# start of Data for the task
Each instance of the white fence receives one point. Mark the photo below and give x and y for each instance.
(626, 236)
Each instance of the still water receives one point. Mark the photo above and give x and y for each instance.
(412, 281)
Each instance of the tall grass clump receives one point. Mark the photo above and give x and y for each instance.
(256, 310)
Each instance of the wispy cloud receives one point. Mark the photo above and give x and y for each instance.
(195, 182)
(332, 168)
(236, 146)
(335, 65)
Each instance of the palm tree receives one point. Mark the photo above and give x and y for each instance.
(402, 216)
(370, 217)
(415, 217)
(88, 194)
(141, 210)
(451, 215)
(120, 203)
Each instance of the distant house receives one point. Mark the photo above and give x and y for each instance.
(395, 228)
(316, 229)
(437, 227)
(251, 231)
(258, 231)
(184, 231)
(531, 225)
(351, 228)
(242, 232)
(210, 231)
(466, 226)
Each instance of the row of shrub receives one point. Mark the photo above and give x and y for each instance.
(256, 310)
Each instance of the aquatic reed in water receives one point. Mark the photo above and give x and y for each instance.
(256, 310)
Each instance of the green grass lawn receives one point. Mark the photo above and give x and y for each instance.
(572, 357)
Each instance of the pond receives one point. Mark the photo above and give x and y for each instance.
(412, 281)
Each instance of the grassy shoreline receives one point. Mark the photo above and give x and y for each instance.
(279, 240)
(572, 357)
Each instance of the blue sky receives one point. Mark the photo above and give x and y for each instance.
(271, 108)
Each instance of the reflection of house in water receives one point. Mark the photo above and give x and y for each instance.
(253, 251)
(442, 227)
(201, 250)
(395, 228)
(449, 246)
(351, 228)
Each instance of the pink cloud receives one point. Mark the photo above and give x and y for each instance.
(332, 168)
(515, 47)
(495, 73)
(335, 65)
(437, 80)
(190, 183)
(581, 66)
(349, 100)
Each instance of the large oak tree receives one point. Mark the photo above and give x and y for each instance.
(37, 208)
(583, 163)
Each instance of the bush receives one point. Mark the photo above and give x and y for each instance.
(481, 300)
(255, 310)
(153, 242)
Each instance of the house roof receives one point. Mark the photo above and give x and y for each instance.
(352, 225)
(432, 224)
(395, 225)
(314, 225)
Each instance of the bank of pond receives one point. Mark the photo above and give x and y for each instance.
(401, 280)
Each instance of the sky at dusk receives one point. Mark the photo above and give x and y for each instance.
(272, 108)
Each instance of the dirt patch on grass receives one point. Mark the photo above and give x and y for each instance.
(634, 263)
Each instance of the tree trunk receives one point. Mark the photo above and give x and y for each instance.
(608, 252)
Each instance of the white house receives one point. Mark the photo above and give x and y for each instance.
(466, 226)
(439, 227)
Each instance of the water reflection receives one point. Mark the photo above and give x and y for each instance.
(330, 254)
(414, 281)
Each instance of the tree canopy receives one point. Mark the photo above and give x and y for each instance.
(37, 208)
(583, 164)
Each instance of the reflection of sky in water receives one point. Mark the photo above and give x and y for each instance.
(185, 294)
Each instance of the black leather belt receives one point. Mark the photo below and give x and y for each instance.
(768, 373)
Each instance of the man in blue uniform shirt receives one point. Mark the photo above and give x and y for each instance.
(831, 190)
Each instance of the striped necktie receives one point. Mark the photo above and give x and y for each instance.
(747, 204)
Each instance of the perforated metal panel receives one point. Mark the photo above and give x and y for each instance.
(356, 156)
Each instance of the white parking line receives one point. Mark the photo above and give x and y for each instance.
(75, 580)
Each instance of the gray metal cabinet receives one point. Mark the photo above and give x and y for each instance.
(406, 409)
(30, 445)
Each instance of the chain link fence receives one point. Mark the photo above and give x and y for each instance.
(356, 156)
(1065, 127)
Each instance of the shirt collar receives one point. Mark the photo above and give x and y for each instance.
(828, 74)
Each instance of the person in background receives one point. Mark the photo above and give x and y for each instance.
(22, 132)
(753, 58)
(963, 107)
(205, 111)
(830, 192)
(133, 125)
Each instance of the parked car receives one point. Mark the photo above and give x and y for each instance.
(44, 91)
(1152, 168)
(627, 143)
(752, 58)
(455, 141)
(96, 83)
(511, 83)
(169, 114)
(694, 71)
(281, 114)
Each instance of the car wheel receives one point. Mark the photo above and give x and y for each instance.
# end of Data for the task
Problem description :: Change every "give x and y" in the listing above to "state the x and y coordinates", then write out all of its lines again with nothing else altered.

Response below ::
Each instance of the white fence receives one point. Mark the photo below and state the x and y coordinates for each instance.
(626, 236)
Each instance of the still water receives one point. Mark the photo above and state the x and y coordinates for each instance.
(412, 281)
Each instance of the tall grass clump receives one point. Mark the photo above and state the x and y coordinates for each instance.
(256, 310)
Each instance of the wispy cloud receives one point. Mark the photo above and state the x and y coordinates for each instance.
(195, 182)
(332, 168)
(236, 146)
(335, 65)
Each instance of the palm tree receives one point. Mark the photo above and state the x and y coordinates for each instance.
(402, 216)
(370, 217)
(415, 217)
(88, 194)
(141, 210)
(451, 215)
(120, 203)
Each instance of the distant house receives one point. Mark the photo above and state the x and y coordinates for each instance.
(395, 228)
(316, 229)
(437, 227)
(251, 231)
(258, 231)
(184, 231)
(531, 225)
(351, 228)
(242, 232)
(210, 231)
(466, 226)
Each instance of the row of shrub receives one point. Mark the photo above and state the x and y coordinates for each instance.
(256, 310)
Each instance of the aquatic reed in water receives one point. Mark the photo above and state the x and y coordinates for each instance.
(256, 310)
Each instance of the green grass lawn receives one point. Mark the photo above and state the x and y coordinates for each instance.
(572, 357)
Each instance of the pond receives one point. Mark the photo above and state the x and y coordinates for each instance.
(412, 281)
Each instance of the grassy shoreline receives one point. Mark the photo above and state the x and y coordinates for each instance.
(279, 240)
(572, 357)
Each instance of the blue sky receives one point. Mark the photo above and state the x and y coordinates for each instance.
(271, 108)
Each instance of the reflection of house in water receives one point. Mark the photo above and state the x and y coordinates for each instance.
(253, 251)
(442, 227)
(201, 250)
(395, 228)
(449, 246)
(351, 228)
Each instance of the pink cloud receives one point. Mark the photo above and state the x and y coordinates for each instance.
(332, 168)
(515, 47)
(495, 73)
(335, 65)
(437, 80)
(190, 183)
(581, 66)
(349, 100)
Each instance of the large oak tree receives one point. Mark the photo above and state the x and y coordinates for each instance.
(37, 208)
(583, 163)
Each instance of the bush receives one point. Mark the photo above and state the x and y coordinates for each instance.
(481, 300)
(255, 310)
(153, 242)
Each instance of the house roof receives one point. Mark the photo above and state the x and y coordinates for each instance.
(352, 225)
(432, 224)
(395, 225)
(314, 225)
Each instance of the bank of pond receives one point. Mark the photo above and state the x and y coordinates for each instance.
(401, 280)
Each instance of the sky at dusk receives one point. Mark the photo above and state the x and y coordinates for each instance.
(272, 108)
Each instance of the dirt patch on grass receives one point. Mark the photo above and state the x and y coordinates for each instance.
(634, 263)
Each instance of the tree trunk receives one point. Mark the photo above and state the x and y coordinates for each instance.
(608, 252)
Each instance of the white house receives one point. Mark the photo above and state the x and y coordinates for each instance.
(466, 226)
(439, 227)
Each instance of the water reflection receives one point. Mark the photo above and state the x and y coordinates for each instance.
(330, 254)
(414, 281)
Each instance of the tree canopy receives one point. Mark the photo above and state the x and y coordinates for each instance.
(37, 208)
(583, 164)
Each instance of the reflection of sky in water receives one point. Mark the photo above and state the x and y coordinates for each instance.
(185, 294)
Each instance of the black leather belt receives one point. Mark the photo below and state the x and y coordinates for each instance.
(768, 373)
Each instance of the man in blue uniform shirt receives one point. Mark the photo above and state the x and y coordinates for each instance.
(831, 190)
Each instance of the striped necktie receives one point. Mark the photo above and state the x and y coordinates for each instance.
(747, 204)
Each instance of the perforated metal panel receives one point. Mark the photo above and state the x and y coordinates for each instance.
(356, 156)
Each instance of the white parking line receives one point. Mark the photo above and state the x and y coordinates for each instance.
(75, 580)
Each instance of the gray metal cabinet receives one point. Mark the photo above and state the x and y coordinates for each instance.
(406, 409)
(30, 445)
Each instance of the chain link fence receives one point. Mark the photo above and state the x and y coordinates for each instance.
(356, 156)
(1065, 127)
Each instance of the shirt collar receives one point. Mark the photo above and state the x and y coordinates for each instance.
(828, 74)
Each instance of the person in background receives one point. Mark the photo above and state the x and y coordinates for each instance.
(22, 132)
(753, 58)
(963, 107)
(205, 111)
(830, 192)
(133, 125)
Each instance of the parked car receives one point. Mark the photo above and state the x and y coordinates for each instance.
(44, 91)
(1152, 168)
(627, 143)
(752, 58)
(455, 141)
(96, 83)
(511, 83)
(169, 114)
(694, 71)
(281, 114)
Each instance of the car wheel receives one point. Mark the photo above and state the x and y coordinates for each instance.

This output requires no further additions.